## TASK TO COMPLETE
Copy every one of the following rows verbatim, keeping each character, space, and bracket unchanged.

● ● ● ● ●

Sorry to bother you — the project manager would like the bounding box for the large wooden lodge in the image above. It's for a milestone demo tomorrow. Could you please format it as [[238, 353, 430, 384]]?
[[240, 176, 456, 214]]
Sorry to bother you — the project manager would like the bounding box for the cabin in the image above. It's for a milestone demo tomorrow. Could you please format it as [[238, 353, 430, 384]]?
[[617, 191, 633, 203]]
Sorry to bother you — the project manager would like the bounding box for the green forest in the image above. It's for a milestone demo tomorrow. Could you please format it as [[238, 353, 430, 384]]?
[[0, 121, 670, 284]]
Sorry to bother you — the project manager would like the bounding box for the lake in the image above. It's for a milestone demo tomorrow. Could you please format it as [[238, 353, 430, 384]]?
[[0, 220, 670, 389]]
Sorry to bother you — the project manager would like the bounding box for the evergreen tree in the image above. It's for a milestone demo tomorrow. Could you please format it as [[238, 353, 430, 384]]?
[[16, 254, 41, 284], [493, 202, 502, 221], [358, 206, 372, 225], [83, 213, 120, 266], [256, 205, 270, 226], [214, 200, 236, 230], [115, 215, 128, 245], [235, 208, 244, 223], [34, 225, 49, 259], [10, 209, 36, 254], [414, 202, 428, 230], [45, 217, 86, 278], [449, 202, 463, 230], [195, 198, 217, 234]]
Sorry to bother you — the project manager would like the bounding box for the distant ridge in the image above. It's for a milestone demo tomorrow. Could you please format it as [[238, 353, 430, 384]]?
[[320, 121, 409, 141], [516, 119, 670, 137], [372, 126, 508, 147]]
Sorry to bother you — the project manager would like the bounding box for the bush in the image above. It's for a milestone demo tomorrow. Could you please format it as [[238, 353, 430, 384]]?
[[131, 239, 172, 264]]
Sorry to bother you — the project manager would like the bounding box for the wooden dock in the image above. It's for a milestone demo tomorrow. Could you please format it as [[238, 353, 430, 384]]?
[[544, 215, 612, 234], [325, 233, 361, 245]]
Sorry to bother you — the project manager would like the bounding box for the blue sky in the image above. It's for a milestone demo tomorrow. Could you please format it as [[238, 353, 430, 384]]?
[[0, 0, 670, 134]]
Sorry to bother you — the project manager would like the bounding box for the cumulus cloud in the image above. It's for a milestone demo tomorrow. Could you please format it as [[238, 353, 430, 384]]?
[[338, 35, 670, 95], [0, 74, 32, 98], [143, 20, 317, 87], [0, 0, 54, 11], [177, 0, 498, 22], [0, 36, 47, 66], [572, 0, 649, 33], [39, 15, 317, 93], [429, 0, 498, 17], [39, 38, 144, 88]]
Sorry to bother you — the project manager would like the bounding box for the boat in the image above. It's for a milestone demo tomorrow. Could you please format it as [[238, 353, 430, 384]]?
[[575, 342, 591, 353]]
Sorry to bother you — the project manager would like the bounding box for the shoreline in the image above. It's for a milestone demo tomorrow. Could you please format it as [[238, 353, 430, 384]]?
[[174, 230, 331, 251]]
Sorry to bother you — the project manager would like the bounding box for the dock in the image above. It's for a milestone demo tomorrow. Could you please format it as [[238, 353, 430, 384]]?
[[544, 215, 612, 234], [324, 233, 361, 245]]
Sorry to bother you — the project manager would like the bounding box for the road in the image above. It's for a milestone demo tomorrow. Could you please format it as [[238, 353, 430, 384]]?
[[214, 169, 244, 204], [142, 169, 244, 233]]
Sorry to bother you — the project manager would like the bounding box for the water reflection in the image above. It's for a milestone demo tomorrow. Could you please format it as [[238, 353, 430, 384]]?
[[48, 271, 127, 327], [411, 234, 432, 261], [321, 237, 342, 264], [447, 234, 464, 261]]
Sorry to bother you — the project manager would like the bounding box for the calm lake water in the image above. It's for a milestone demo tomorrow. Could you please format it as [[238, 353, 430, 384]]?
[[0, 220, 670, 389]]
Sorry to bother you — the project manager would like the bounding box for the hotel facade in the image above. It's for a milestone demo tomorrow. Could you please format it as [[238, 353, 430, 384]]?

● ● ● ● ●

## TASK RESULT
Sorry to bother you — the project manager would like the bounding box for the large wooden lodge in the image above. It's for a milestone demo tomorrow. Could you please format it as [[238, 353, 430, 384]]?
[[240, 176, 456, 214]]
Sorry to bother you — the project manager would like the bounding box for the cabin in the image above. It's for a milestone demo tomorrow. Could you please format it as [[238, 353, 430, 384]]?
[[617, 191, 633, 203]]
Sorry to bother you — the project manager would like the bounding box for the green forest in the image above. It's for a milestone demo tomorrow. Could you please format it as [[238, 353, 430, 384]]?
[[0, 121, 670, 284]]
Sorry to bother you — the project manager would like the bounding box for the lake in the image above. It's for a milestone demo tomorrow. Could you please format it as [[238, 353, 430, 384]]?
[[0, 220, 670, 389]]
Sorry to bother you — the project manager would like the bounding box for the evergreen tree in the image above. It's for a milestone demo tomorrow. Could you please format it as [[238, 353, 430, 384]]?
[[16, 254, 41, 284], [493, 202, 502, 221], [358, 206, 372, 225], [83, 213, 120, 266], [256, 205, 270, 226], [214, 200, 236, 230], [115, 215, 128, 245], [235, 208, 244, 223], [34, 225, 49, 259], [10, 209, 36, 254], [414, 202, 428, 230], [45, 217, 86, 278], [449, 202, 463, 230], [195, 198, 217, 234]]
Sorry to bother you — the project manager would like the bounding box for the distant ridge in the image above. It's for a milestone demo tomorrow. Could you please format it as [[238, 353, 430, 384]]?
[[320, 121, 409, 141], [516, 119, 670, 137], [372, 126, 508, 147]]
Sorry to bother you — the project manager would like the bounding box for the bush in the image above. It's for a milestone demo tomorrow. Could you please format it as [[238, 353, 430, 384]]?
[[131, 239, 172, 264]]
Sorry to bother you — the project manager would like the bounding box for the wooden dock in the image above. It's for a milestone demo tomorrow. Could you please format it as [[238, 353, 430, 384]]?
[[544, 215, 612, 234], [325, 233, 361, 245]]
Sorry to bother you — the project manager would like the bounding box for the blue sky in the image above. It's for a milestone demo tomorrow. Could you please format it as [[238, 353, 430, 384]]?
[[0, 0, 670, 134]]
Sorry to bother you — the project manager would like the bounding box for the cumulus cloud in the image above. It's for a milestone demo tomorrow. Could you please format it as [[238, 353, 430, 384]]?
[[338, 35, 670, 95], [0, 74, 32, 98], [143, 20, 317, 87], [0, 0, 54, 11], [177, 0, 498, 22], [0, 36, 47, 66], [572, 0, 649, 33], [39, 15, 317, 93], [429, 0, 498, 17], [39, 38, 144, 88]]
Sorry to bother you — the project manager would like the bounding box for the boat in the image above. It's for a milestone demo tomorrow. Could you please format it as [[238, 353, 430, 384]]?
[[575, 342, 591, 353]]
Sorry to bother you — the project manager would like the bounding box for the shoreline in the image above. It's for a milestone demo tomorrow. Could you please format it as [[238, 353, 430, 384]]?
[[174, 230, 331, 251]]
Sorry to bother you — the project manager would like the bounding box for the dock in the image above. It's for a milestone demo tomorrow. Could you please format it as [[238, 353, 430, 384]]?
[[544, 215, 612, 234], [324, 233, 361, 245]]
Sorry to bother you — the project manager would like the bounding box for the road in the image above. It's for a milestone demo tomorrow. Could you please format it as [[238, 353, 430, 384]]?
[[214, 169, 244, 204], [142, 169, 244, 233]]
Sorry to bother you — the project manager would like the bounding box for the water reflection in the image above. It's for a milestone demo tomorrow. Could you please format it as [[238, 353, 430, 384]]?
[[48, 271, 127, 327], [411, 234, 432, 261], [321, 237, 342, 264], [447, 234, 464, 261]]
Sorry to bother you — the project manager would like the bounding box for the calm lake water in the image above. It's for a milestone demo tomorrow. Could you please format it as [[238, 353, 430, 384]]?
[[0, 220, 670, 389]]
Sorry to bother you — the project manager would like the bounding box for the hotel facade in the image above. It's for a milestone demo tomorrow. Could you please format it as [[238, 353, 430, 384]]?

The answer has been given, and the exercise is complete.